== TRAVAIL À FAIRE ==
- 1) Dans l'extrait à lire, recopiez le passage compris entre "Je voudrais, ensuite, remercier" et "directeur de l’information.", bornes incluses, en substituant "séance" à "cérémonie".
- 2) Répondez aux questions suivantes à partir de l'extrait à lire.
(a) Quel organisme a fait appel à la personne interrogée ?
(b) Comment se nomme l'homologue reçu en même temps qu'elle par le président de l'Union des Comores ?
(c) Par qui la ministre s'est-elle fait représenter à la cérémonie d'ouverture ?

== EXTRAIT À LIRE ==
"""

Dans sa démarche de revoir le Code de l’information et de la communication, le CNPA a fait appel à vous. En quoi consiste exactement votre mission?


Je souhaite, dès l’entame de cette interview, m’acquitter d’un devoir de civilité. Celui d’exprimer ma profonde gratitude et mes sentiments les plus respectueux à l’endroit du président de l’Union des Comores qui m’a fait l’insigne honneur de me recevoir en compagnie de mon homologue, le président Aboubakari Boina. Les échanges que nous avons eus m’ont permis de m’apercevoir de la vision élevée du président de l’Union quant aux choses de la communication et de l’information. J’ai été impressionné par la connaissance fine qu’il avait de ce secteur, une connaissance aiguë. Les conseils que nous avons reçus du président de l’Union, nous les conservons précieusement et ils nous serviront d’orientation pour nos actions futures.


Je voudrais, ensuite, remercier madame la ministre de l’Information pour sa totale disponibilité et sa volonté réaffirmée de faire franchir un cap qualitatif au secteur de l’information dont elle a la charge. Madame la ministre de la Promotion du genre, de la Solidarité et de l’Information nous a fait l’honneur non seulement de nous recevoir, mais également d’assister à l’atelier, à la cérémonie de clôture en personne, à la cérémonie d’ouverture par le truchement d’un représentant désigné, le directeur de l’information.

"""

== DONNÉES DU CORPUS ==
"""

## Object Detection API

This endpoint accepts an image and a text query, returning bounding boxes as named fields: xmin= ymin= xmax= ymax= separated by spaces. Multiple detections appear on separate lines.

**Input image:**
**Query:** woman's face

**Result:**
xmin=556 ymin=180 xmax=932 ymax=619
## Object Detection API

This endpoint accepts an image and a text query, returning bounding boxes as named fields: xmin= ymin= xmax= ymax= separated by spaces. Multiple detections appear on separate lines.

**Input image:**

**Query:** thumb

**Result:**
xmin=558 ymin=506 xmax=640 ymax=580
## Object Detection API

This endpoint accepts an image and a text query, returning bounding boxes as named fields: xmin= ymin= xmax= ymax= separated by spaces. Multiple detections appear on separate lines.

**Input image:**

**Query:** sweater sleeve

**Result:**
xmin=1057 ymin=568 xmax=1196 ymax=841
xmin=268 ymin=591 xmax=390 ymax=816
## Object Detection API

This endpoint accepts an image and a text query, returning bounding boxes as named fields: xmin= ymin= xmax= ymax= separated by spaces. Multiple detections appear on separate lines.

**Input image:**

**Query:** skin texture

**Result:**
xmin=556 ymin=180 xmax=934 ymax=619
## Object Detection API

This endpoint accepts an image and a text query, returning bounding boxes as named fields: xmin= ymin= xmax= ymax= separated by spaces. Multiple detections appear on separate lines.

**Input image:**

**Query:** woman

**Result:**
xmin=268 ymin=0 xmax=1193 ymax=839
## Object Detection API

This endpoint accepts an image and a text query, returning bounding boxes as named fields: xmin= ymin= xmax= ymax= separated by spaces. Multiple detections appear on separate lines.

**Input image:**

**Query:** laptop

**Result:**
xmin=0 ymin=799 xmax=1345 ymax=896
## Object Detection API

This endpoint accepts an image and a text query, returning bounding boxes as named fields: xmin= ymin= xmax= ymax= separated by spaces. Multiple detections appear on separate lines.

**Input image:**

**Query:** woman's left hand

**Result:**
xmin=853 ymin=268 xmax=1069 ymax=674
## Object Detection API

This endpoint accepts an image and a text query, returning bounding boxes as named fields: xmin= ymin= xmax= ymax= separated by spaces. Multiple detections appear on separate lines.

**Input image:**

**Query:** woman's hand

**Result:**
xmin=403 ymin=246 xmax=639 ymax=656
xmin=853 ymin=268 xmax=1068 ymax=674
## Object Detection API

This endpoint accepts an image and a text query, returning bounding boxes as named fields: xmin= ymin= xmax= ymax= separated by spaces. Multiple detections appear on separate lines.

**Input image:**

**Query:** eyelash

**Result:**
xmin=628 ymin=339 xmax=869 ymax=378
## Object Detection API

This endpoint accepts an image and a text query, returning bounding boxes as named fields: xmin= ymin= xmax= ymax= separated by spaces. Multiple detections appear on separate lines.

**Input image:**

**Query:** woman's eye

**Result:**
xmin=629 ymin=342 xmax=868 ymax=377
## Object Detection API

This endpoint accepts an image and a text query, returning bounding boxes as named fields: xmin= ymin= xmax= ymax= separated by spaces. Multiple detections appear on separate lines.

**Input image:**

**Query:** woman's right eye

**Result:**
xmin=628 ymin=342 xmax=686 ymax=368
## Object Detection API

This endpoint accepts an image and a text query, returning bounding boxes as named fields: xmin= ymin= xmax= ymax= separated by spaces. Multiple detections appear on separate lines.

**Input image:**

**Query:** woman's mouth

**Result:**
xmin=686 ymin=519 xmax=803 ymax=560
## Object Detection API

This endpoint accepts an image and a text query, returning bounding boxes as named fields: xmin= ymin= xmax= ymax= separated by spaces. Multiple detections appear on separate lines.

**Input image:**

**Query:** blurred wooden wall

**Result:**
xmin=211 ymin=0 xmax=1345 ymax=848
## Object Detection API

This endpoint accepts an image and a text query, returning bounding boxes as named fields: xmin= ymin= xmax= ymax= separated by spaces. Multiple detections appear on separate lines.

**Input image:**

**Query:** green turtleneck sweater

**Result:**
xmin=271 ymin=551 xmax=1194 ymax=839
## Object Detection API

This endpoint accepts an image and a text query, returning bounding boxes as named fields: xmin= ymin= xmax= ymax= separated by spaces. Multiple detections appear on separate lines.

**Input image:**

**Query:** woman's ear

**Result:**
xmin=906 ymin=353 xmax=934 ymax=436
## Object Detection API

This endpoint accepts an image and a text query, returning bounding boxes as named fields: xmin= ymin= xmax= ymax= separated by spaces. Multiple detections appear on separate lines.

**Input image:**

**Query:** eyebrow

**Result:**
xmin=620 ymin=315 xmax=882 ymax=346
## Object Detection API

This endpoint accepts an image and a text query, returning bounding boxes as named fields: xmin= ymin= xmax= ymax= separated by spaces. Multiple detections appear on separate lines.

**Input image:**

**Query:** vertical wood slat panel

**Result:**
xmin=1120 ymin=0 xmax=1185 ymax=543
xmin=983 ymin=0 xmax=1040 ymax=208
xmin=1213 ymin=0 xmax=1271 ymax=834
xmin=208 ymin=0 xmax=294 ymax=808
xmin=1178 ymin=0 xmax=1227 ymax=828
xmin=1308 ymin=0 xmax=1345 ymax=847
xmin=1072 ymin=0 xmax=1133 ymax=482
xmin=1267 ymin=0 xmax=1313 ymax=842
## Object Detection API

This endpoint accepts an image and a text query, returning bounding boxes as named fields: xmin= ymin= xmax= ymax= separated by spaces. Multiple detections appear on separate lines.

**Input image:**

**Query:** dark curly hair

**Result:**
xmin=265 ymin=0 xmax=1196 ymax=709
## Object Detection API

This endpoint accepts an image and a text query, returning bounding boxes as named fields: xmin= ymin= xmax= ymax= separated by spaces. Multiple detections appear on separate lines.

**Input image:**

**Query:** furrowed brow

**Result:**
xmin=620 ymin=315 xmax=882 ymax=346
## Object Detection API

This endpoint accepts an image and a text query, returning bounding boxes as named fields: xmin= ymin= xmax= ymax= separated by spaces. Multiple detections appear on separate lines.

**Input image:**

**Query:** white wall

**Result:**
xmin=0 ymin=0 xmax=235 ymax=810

"""

== CORRIGÉ DE L'EXERCICE ==
- 1)
Je voudrais, ensuite, remercier madame la ministre de l’Information pour sa totale disponibilité et sa volonté réaffirmée de faire franchir un cap qualitatif au secteur de l’information dont elle a la charge. Madame la ministre de la Promotion du genre, de la Solidarité et de l’Information nous a fait l’honneur non seulement de nous recevoir, mais également d’assister à l’atelier, à la séance de clôture en personne, à la séance d’ouverture par le truchement d’un représentant désigné, le directeur de l’information.

- 2)
(a) C'est le CNPA qui a fait appel à elle.
(b) Il se nomme Aboubakari Boina.
(c) Elle s'est fait représenter par le directeur de l'information.